> _Directions_
A. Answer these questions about the Power BI preparation code:
(i) From what file path is the exported recommendation data loaded?
(ii) By which column is the average predicted rating grouped?
(iii) By which column are the most active users sorted, and how many of them are kept?
B. Extend the Power BI preparation code past its final statement with the next steps of the dashboard preparation.

Power BI / Dashboard Integration Preparation

In [77]:
# 📂 Load Exported Recommendation Data
export_path = "/content/export/final_recommendation_model.csv"
dashboard_df = spark.read.csv(export_path, header=True, inferSchema=True)

# ✅ Perform Sample Aggregations for Dashboard
from pyspark.sql.functions import avg, countDistinct

# 🎯 Average predicted rating per genre
genre_avg_df = dashboard_df.groupBy("genre").agg(avg("predicted_rating").alias("avg_predicted_rating"))

# 👥 Top 10 most active users (by movies_watched)
top_users_df = dashboard_df.select("user_id", "name", "movies_watched") \
    .dropDuplicates(["user_id"]) \
    .orderBy("movies_watched", ascending=False) \
    .limit(10)

# 🎬 Top 10 recommended movies (highest predicted rating)
top_movies_df = dashboard_df.select("movie_id", "title", "predicted_rating") \
    .orderBy("predicted_rating", ascending=False) \
    .limit(10)

Records excerpted from a collection
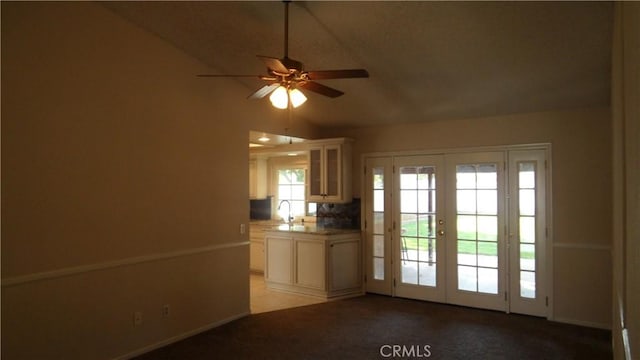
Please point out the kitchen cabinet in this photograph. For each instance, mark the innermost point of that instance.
(311, 263)
(257, 178)
(256, 246)
(329, 176)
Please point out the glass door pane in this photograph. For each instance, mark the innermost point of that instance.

> _Answers in order_
A.
(i) "/content/export/final_recommendation_model.csv"
(ii) "genre"
(iii) "movies_watched", and 10 are kept.

B.
# 🌍 Distribution by location
location_distribution_df = dashboard_df.groupBy("location").agg(countDistinct("user_id").alias("unique_users"))

# 📁 Export Aggregations for Dashboard
genre_avg_df.write.csv("/content/export/dashboard_genre_avg.csv", header=True, mode="overwrite")
top_users_df.write.csv("/content/export/dashboard_top_users.csv", header=True, mode="overwrite")
top_movies_df.write.csv("/content/export/dashboard_top_movies.csv", header=True, mode="overwrite")
location_distribution_df.write.csv("/content/export/dashboard_location_distribution.csv", header=True, mode="overwrite")

print("✅ Dashboard data files exported successfully.")

✅ Dashboard data files exported successfully.